# Written exercise:
State how many lines in the rows below contain the string "wooden", treating uppercase and lowercase as different. Reply with the number alone.

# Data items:
########

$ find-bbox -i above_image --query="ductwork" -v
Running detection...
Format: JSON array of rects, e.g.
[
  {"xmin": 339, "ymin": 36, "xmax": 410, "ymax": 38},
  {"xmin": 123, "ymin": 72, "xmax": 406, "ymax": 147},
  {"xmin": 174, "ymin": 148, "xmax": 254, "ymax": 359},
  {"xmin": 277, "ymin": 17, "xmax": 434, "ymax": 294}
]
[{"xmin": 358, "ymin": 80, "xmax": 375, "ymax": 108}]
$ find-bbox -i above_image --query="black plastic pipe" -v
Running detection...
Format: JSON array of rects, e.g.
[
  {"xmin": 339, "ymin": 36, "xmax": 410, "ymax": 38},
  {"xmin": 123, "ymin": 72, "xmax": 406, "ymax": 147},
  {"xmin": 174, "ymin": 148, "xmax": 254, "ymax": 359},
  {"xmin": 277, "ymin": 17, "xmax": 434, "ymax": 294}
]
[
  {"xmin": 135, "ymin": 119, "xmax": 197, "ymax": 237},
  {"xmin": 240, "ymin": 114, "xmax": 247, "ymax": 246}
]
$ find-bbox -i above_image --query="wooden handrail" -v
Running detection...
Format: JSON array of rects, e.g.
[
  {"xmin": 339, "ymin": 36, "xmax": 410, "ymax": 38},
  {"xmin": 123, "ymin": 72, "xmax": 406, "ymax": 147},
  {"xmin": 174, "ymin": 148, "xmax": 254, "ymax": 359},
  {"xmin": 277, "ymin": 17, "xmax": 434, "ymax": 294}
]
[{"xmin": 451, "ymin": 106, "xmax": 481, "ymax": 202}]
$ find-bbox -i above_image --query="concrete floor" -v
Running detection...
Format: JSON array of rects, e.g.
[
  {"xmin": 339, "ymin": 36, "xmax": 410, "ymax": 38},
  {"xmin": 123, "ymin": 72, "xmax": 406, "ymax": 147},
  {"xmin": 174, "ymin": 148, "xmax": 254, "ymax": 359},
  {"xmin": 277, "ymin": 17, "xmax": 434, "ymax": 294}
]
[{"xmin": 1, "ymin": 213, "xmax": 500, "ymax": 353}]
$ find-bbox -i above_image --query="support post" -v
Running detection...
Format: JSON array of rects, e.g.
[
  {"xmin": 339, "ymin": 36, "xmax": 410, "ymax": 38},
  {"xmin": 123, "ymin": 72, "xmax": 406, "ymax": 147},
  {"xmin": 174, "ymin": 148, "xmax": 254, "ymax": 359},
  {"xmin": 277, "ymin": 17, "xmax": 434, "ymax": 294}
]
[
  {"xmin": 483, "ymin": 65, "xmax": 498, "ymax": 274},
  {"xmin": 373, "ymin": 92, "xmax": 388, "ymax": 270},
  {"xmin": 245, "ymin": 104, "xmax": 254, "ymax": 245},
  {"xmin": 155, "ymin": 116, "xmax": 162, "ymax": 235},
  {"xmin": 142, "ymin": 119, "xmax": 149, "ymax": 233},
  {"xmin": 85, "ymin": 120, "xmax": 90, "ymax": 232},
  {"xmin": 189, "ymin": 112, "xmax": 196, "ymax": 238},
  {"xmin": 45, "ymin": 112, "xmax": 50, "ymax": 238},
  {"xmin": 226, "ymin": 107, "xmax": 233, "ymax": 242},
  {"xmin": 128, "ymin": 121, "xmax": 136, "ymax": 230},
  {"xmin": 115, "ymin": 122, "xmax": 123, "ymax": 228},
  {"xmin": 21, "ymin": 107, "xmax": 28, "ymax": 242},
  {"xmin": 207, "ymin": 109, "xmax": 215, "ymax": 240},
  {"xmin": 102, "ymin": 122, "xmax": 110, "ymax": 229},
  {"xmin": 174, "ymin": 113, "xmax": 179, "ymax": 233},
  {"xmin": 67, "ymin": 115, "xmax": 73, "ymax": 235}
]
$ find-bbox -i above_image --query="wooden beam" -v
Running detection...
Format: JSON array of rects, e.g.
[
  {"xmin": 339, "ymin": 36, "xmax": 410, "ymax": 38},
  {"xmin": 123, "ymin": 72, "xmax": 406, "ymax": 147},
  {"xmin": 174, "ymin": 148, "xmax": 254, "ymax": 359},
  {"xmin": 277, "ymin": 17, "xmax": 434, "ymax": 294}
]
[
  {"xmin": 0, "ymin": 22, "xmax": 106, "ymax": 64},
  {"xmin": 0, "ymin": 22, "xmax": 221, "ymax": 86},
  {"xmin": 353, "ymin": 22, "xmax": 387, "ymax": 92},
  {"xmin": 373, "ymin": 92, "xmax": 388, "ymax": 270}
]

########

# Solution:
2